Start of Block

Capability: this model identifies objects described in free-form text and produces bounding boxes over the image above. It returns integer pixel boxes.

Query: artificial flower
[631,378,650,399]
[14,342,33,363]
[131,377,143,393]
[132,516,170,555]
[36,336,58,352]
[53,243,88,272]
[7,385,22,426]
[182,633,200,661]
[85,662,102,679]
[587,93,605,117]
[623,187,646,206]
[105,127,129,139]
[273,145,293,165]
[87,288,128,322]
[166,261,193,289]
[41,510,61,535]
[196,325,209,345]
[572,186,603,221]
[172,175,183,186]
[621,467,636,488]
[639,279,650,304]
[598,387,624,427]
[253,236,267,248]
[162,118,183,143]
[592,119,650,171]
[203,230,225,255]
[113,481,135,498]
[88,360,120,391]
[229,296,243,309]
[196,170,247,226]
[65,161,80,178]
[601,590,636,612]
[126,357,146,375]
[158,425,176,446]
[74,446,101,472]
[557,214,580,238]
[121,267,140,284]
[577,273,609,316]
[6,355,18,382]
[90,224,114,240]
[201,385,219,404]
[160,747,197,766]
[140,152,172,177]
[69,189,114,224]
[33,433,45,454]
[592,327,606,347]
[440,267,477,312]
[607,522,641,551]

End of Block

* _TASK DIRECTIONS_:
The records must each be output verbatim, with nothing left out.

* _SOLUTION TO THE EXERCISE_:
Capability: this model identifies objects described in free-form text and produces bounding boxes over the image above. It returns integer pixel boxes.

Query: artificial flower
[631,378,650,399]
[14,342,33,363]
[131,377,143,393]
[132,516,170,555]
[36,336,58,352]
[53,243,88,272]
[7,385,22,426]
[182,633,200,661]
[85,662,102,679]
[587,93,605,117]
[623,187,646,206]
[105,127,129,139]
[273,145,293,165]
[87,288,128,322]
[166,261,193,289]
[41,510,61,535]
[196,325,209,345]
[572,186,603,221]
[172,175,183,186]
[621,467,636,488]
[639,279,650,304]
[598,387,624,427]
[253,236,267,248]
[162,118,183,143]
[592,119,650,171]
[203,230,225,255]
[113,481,135,498]
[88,360,120,391]
[229,296,243,309]
[196,170,247,226]
[65,161,80,178]
[601,590,636,612]
[126,357,146,375]
[158,425,176,446]
[74,446,101,472]
[557,214,580,238]
[121,267,140,284]
[577,273,609,316]
[6,355,18,382]
[90,224,114,240]
[201,385,219,404]
[160,747,197,766]
[140,152,172,177]
[69,189,114,224]
[33,433,45,454]
[592,327,606,347]
[440,267,477,312]
[607,522,641,551]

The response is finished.